Exercise description
Give the count of lines in the records below that contain "sofa", and say nothing more.

[Dataset records]
_ _ _ _ _ _ _

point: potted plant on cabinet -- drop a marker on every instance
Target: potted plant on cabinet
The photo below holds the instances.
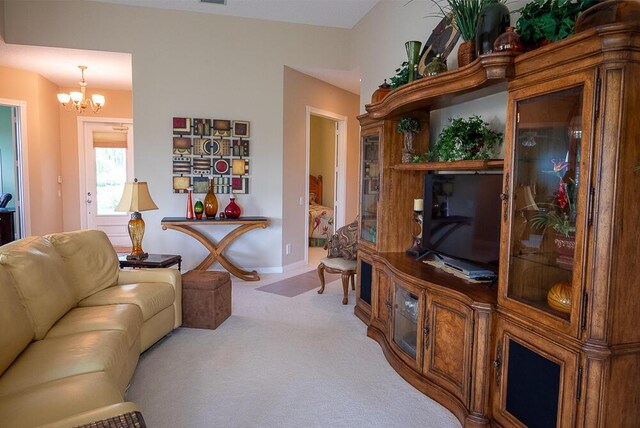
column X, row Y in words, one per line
column 408, row 126
column 465, row 18
column 464, row 139
column 560, row 214
column 544, row 21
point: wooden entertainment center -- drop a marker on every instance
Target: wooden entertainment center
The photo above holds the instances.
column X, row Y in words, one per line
column 504, row 355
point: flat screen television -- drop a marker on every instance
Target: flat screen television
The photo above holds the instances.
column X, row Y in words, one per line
column 461, row 218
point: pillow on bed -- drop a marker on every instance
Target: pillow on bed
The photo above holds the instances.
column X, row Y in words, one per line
column 344, row 243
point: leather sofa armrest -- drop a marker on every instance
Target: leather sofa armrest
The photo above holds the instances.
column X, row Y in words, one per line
column 95, row 415
column 171, row 276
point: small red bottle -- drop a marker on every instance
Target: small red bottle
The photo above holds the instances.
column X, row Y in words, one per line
column 232, row 210
column 190, row 215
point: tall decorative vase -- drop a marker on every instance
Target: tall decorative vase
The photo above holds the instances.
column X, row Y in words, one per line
column 232, row 210
column 466, row 52
column 493, row 20
column 190, row 215
column 210, row 202
column 413, row 54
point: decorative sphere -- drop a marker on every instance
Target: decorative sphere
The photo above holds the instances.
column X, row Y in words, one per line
column 559, row 297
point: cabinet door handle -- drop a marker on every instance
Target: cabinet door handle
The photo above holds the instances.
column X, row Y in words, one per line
column 504, row 196
column 426, row 332
column 497, row 363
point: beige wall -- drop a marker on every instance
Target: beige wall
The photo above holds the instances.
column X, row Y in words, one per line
column 322, row 138
column 378, row 49
column 197, row 65
column 118, row 105
column 301, row 91
column 43, row 145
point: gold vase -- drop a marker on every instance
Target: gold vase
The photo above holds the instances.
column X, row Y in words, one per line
column 210, row 202
column 466, row 53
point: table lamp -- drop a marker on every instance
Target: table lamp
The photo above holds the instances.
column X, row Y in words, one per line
column 136, row 198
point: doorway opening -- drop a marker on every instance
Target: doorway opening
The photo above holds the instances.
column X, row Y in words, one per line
column 14, row 169
column 105, row 148
column 325, row 179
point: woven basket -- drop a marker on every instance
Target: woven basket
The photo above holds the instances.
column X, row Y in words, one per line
column 466, row 53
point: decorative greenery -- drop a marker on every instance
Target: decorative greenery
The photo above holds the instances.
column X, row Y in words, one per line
column 401, row 77
column 464, row 139
column 408, row 124
column 549, row 19
column 561, row 213
column 463, row 14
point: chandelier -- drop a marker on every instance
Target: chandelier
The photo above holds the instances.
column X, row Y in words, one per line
column 78, row 100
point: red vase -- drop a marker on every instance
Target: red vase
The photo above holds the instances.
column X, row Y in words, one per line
column 190, row 215
column 232, row 210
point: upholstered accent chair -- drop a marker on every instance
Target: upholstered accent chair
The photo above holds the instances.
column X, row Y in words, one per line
column 341, row 258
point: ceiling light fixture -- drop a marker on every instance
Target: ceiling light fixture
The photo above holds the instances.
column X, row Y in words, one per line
column 78, row 100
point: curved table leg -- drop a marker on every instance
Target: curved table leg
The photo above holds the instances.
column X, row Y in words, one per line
column 321, row 275
column 216, row 250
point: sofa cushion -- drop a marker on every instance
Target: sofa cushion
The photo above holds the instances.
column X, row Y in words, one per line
column 89, row 258
column 56, row 358
column 15, row 325
column 61, row 398
column 151, row 297
column 126, row 318
column 35, row 267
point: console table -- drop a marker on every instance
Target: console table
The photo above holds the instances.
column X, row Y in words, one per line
column 245, row 224
column 152, row 261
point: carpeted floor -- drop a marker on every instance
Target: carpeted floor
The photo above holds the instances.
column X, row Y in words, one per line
column 291, row 287
column 277, row 361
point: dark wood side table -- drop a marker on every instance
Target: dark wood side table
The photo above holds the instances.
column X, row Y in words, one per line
column 153, row 261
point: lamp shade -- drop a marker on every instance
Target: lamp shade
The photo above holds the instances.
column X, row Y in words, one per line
column 136, row 197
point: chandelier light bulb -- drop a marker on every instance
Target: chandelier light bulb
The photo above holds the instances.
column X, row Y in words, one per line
column 98, row 99
column 78, row 99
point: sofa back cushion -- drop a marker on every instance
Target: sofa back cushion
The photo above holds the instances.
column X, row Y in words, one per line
column 90, row 262
column 15, row 325
column 36, row 269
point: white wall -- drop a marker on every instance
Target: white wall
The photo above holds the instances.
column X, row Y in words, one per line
column 194, row 65
column 322, row 143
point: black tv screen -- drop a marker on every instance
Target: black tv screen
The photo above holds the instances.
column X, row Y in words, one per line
column 461, row 217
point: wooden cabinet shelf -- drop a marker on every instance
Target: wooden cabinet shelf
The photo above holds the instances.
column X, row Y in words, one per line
column 485, row 76
column 489, row 354
column 469, row 165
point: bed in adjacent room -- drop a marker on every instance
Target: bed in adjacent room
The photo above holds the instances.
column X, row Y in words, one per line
column 320, row 216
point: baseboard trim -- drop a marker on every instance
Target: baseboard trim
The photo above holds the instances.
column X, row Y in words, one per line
column 292, row 266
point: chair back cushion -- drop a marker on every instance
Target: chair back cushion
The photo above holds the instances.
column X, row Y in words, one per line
column 36, row 269
column 90, row 261
column 344, row 243
column 15, row 324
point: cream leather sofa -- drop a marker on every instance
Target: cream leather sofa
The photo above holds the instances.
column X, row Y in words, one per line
column 72, row 326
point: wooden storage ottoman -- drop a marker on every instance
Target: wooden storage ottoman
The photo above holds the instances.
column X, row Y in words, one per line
column 206, row 298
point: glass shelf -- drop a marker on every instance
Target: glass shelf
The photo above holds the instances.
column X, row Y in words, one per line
column 370, row 182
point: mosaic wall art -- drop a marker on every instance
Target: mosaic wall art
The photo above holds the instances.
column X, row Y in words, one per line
column 204, row 148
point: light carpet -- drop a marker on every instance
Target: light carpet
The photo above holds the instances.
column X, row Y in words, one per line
column 291, row 287
column 279, row 362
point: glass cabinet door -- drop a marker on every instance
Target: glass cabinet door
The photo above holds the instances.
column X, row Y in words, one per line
column 546, row 183
column 405, row 321
column 370, row 182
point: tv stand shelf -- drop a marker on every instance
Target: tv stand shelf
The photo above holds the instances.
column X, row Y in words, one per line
column 469, row 165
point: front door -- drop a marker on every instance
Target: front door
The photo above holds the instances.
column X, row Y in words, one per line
column 108, row 164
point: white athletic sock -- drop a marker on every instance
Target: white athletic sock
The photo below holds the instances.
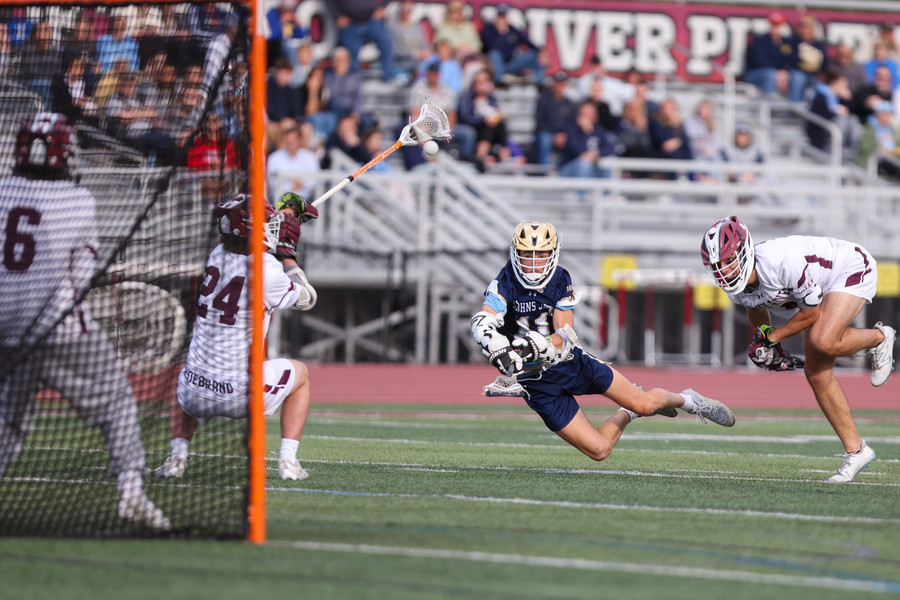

_ _ _ _ _ _ _

The answer
8